Source passage section start
The life and career of the “Fastest Pitcher Ever” does a great job separating the facts from the legend of Steve Dalkowski
Dalko: The Untold Story of Baseball’s Fastest Pitcher by Bill Dembski, Alex Thomas and Brian Vikander
Growing up in Elmira, NY, there was always a hint of the legend of Steve Dalkowski, floating in the air of Historic Dunn Field. Dalkowski never made the major leagues, but he may have been the most famous and well-known minor leaguer in America in the late 1950’s and early Sixties.
Oft-repeated stories told of his legendary fastball, the incredible tally of bases on balls and strikeouts and the times he damaged fences – or humans. His final Minor League stat line reads 956 innings pitched, with 1,324 strikeout and 1,236 walks.
At some point, Steve Dalkowski disappeared – just vanished amid a life of migrant work, and constant intoxication. I remember reading articles where various former teammates were trying to find him. In 2015, Major League Baseball produced a documentary, “Fastball” – and it featured Dalko – alive, but in poor health. In April of 2020, Steve Dalkowski passed away at 80.
Source passage section end
Material provided section start
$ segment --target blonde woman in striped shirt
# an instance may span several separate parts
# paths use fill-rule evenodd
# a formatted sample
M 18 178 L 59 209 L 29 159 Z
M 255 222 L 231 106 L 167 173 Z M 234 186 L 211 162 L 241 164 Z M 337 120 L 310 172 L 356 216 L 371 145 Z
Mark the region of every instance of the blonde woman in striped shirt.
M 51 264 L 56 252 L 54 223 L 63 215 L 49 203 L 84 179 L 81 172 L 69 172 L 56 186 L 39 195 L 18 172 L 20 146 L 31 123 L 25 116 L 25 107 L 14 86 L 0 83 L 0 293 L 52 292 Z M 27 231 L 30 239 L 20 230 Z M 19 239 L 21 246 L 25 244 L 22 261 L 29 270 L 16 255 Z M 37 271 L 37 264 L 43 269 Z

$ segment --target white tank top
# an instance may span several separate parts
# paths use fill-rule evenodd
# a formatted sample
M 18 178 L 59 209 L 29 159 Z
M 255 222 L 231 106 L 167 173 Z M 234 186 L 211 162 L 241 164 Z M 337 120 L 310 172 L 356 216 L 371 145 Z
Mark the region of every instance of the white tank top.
Material provided section end
Try it: Continue the book review about Steve Dalkowski from its last sentence. The entries are separate material, unrelated to the text about Steve Dalkowski.

Response below:
Authors Dembski, Thomas and Vikander go to great lengths to detail as much of his life as possible, through interviews with living teammates and players, like Pat Gillick and “Bull Durham” Director Ron Shelton – and research into news accounts from his playing days. The book manages to put some of the greater legends of Dalko to test – Did he really rip an ear off of a batter with an errant fastball? Was his fastball really 110 mph?
Dalko is a compelling read, especially for baseball fans in Elmira and Rochester, where Dalkowski played. Earl Weaver and Cal Ripken Sr. were two big factors in Dalkowski’s career – and Rochester’s “Mr. Baseball” Joe Altobelli was a roommate with Dalko at one point. There’s a lot to learn – for instance, who knew Dalko was a ladies man?
The greatest question of all with Dalkowski cannot be answered, but one does have to wonder if there was anything that could have been done to tame “White Lightning” and make him a MLB success story. Dalko does a good job of indicating that it could have been done – and had Steve Dalkowski emerged in the baseball world of today, there would have been the help he needed (whether with mechanics, psychology or his alcohol dependancy) available.
Official book description:
Gripping and tragic, Dalko is the definitive story of Steve “White Lightning” Dalkowski, baseball’s fastest pitcher ever. Dalko explores one man’s unmatched talent on the mound and the forces that kept ultimate greatness always just beyond his reach.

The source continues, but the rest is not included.